TASK DETAILS ->
Rewrite the stretch of the listing from the line containing "of the dense" through the end of the listing, replacing "sample" with "template" and leaving everything else unchanged.

INFORMATION SUPPLIED ->
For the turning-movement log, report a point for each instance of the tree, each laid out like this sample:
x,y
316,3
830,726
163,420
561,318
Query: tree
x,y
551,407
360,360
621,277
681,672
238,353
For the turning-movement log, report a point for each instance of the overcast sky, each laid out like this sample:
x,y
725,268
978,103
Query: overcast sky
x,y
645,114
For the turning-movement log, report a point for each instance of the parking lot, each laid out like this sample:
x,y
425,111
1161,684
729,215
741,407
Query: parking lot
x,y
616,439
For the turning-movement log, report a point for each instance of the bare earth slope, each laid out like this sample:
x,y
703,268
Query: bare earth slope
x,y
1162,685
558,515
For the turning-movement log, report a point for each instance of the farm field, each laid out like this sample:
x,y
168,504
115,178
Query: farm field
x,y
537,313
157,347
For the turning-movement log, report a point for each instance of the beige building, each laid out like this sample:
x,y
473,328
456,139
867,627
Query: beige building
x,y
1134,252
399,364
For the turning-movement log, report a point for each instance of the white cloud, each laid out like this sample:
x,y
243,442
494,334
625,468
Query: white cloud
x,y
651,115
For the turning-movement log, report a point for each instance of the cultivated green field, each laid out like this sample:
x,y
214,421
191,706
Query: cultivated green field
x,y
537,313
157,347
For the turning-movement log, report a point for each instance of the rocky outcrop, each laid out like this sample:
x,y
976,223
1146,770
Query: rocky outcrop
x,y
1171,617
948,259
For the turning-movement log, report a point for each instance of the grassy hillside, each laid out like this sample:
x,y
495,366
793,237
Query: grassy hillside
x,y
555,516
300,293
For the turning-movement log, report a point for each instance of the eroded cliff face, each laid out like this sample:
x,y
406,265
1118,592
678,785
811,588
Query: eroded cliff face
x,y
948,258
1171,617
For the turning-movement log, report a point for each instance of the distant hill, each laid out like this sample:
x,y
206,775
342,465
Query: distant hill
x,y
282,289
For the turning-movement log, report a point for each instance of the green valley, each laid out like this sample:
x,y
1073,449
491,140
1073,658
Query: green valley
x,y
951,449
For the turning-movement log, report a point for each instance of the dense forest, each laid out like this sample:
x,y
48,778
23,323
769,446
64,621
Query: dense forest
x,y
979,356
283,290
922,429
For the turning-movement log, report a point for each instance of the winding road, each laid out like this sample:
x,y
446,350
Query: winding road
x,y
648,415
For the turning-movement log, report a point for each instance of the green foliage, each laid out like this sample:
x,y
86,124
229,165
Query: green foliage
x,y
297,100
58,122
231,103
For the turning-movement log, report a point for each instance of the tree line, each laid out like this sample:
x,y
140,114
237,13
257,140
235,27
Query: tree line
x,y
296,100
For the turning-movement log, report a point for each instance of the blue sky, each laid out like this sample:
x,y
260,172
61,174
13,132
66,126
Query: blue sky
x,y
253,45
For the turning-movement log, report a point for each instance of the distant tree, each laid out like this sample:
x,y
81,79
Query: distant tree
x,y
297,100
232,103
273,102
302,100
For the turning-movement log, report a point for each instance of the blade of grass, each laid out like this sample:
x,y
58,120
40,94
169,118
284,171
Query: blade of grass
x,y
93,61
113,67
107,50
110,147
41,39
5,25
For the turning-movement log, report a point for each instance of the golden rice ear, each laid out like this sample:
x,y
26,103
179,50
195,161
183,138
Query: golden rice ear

ANSWER FOR THE TASK ->
For the turning-movement log, report a point for each instance of the dense forest, each laid out like this template:
x,y
48,778
23,323
769,446
64,621
Query: dense forest
x,y
979,356
283,290
922,429
For the turning-movement log, report a point for each instance of the winding road, each laid out like this template:
x,y
446,350
Query: winding road
x,y
648,415
For the turning-movement log, report a point for each instance of the green foliage, each laid out like this template:
x,y
86,124
229,165
Query: green foliage
x,y
297,100
58,122
231,103
For the turning-movement log, report a point for each instance of the tree line, each laid out like this template:
x,y
140,114
237,13
257,140
235,27
Query: tree line
x,y
296,100
For the turning-movement log, report a point for each instance of the blue sky, each laid out like this template:
x,y
260,172
61,174
13,132
66,126
Query: blue sky
x,y
253,45
For the turning-movement log, report a point for each instance of the distant tree, each laid out like this template:
x,y
81,79
Query: distant tree
x,y
297,100
232,103
273,102
302,100
For the turning-movement log, report a point for each instance of the blade of grass, each laid out like this template:
x,y
58,120
40,94
169,118
284,171
Query: blade of grass
x,y
93,61
113,67
107,50
110,147
41,39
5,25
For the turning-movement log, report a point for each instance of the golden rice ear, each laid out like this template:
x,y
26,103
179,50
195,161
183,138
Query: golden rice ear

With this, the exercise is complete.